** Opening Text segment block **
Complex shapes of rainfall depth-duration-frequency curves

Frequency analysis of rainfall intensities or rainfall depths (precipitation totals) is usually performed by estimating respective design values occurring on average once per a given number of years (return period N). Estimates of design rainfall depths R_N (design precipitation totals) with a given frequency F = 1 / N for different rainfall durations D can be fitted with a depth-duration-frequency (DDF) curve defined by a suitable mathematical function. For a given return period, the DDF curve depicts the increase of the design precipitation total when increasing the duration (length of the considered time window). Thus, each DDF curve is monotonically increasing, while its slope gradually decreases with increasing rainfall duration.
** Closing Text segment block **
**Explore the material:**
1. In the passage on rainfall depth-duration-frequency curves, how does the slope of a DDF curve change as rainfall duration increases?
2. Continue the passage on rainfall depth-duration-frequency curves, picking up right after its final sentence.
** Opening Given data block **
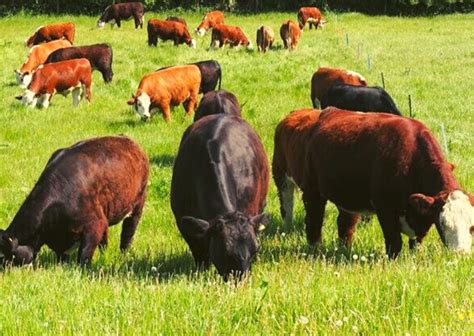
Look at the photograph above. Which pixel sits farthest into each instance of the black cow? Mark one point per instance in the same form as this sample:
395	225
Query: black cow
99	56
217	102
218	192
82	191
359	98
113	14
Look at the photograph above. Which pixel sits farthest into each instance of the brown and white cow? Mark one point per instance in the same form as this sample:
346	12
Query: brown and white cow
290	34
265	38
312	16
51	32
324	78
169	30
209	21
37	56
232	35
61	77
165	88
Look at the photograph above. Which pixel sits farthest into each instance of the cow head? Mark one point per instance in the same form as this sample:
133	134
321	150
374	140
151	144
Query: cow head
452	214
232	240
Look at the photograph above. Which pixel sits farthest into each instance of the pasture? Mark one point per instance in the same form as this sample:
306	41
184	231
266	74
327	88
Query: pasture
155	287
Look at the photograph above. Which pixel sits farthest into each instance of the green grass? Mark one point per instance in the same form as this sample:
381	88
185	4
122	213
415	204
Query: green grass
292	289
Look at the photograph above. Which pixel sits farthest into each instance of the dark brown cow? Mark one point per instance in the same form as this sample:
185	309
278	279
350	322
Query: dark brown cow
82	191
324	78
168	30
99	55
51	32
61	77
218	192
209	21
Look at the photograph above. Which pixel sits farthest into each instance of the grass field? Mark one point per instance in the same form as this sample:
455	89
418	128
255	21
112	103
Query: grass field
154	288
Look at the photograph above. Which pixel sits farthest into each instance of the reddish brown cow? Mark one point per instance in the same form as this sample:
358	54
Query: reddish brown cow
232	35
290	34
61	77
168	30
324	78
387	164
167	87
209	21
51	32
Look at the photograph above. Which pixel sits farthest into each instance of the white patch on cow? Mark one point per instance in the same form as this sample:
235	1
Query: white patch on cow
455	220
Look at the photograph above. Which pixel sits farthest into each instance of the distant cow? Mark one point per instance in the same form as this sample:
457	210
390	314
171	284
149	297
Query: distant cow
324	78
51	32
168	30
82	191
232	35
61	77
209	21
217	102
37	56
99	55
218	192
389	165
113	14
165	88
312	16
290	34
265	38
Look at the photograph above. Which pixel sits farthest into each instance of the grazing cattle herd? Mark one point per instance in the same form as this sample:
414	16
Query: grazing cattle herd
377	162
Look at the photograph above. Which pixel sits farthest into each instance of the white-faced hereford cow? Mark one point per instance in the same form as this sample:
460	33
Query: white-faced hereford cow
99	56
61	77
115	13
218	192
51	32
82	191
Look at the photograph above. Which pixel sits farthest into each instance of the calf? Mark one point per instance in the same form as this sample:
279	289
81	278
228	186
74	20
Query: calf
168	30
61	77
168	87
113	14
99	56
359	98
324	78
234	36
265	38
37	56
218	192
82	191
51	32
389	165
209	21
217	102
290	34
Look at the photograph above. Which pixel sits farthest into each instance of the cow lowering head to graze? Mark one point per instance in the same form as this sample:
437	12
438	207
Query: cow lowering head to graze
218	192
387	164
99	56
165	88
209	21
359	98
168	30
61	77
324	78
290	34
265	38
37	56
232	35
82	191
312	16
115	13
217	102
51	32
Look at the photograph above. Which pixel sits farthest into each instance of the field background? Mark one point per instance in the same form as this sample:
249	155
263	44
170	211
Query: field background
292	289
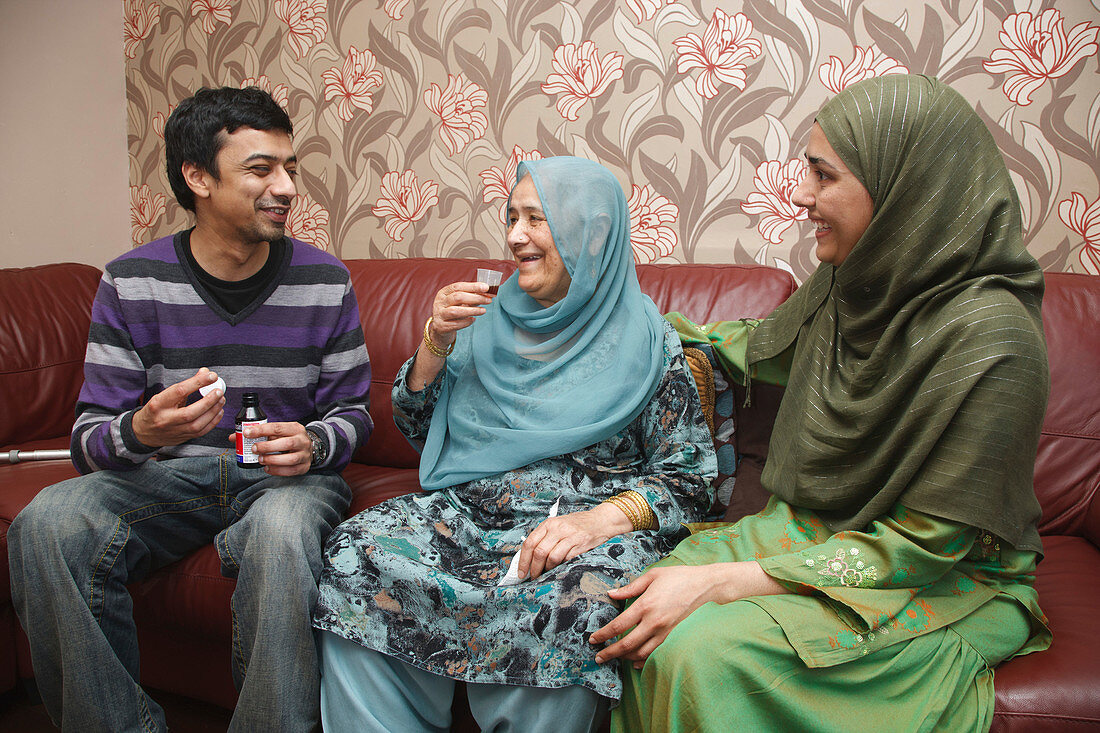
** Closing Given data block **
**Your responses:**
1. The slope gradually decreases with increasing rainfall duration.

2.
For a limited range of rainfall durations (e.g., from 0.5 to 3 hours), design precipitation totals can be fitted by a single power function. However, this statistical model becomes less reliable or even useless when employing either shorter or longer durations, because the DDF curve gets a much more complex shape then. We also provide a possible explanation of such complex shapes of DDF curves as a result of different meteorological conditions producing high precipitation totals of different durations. Two tipping points of the DDF curve can be due to the transition from the scale of single convective cells to the scale of whole multicellular storms, as well as from the scale of multicellular storms to the synoptic scale. Thus, differences of shapes of DDF curves between lowlands and highlands can be explained by changes of representation of convective and stratiform rains among precipitation maxima of different duration.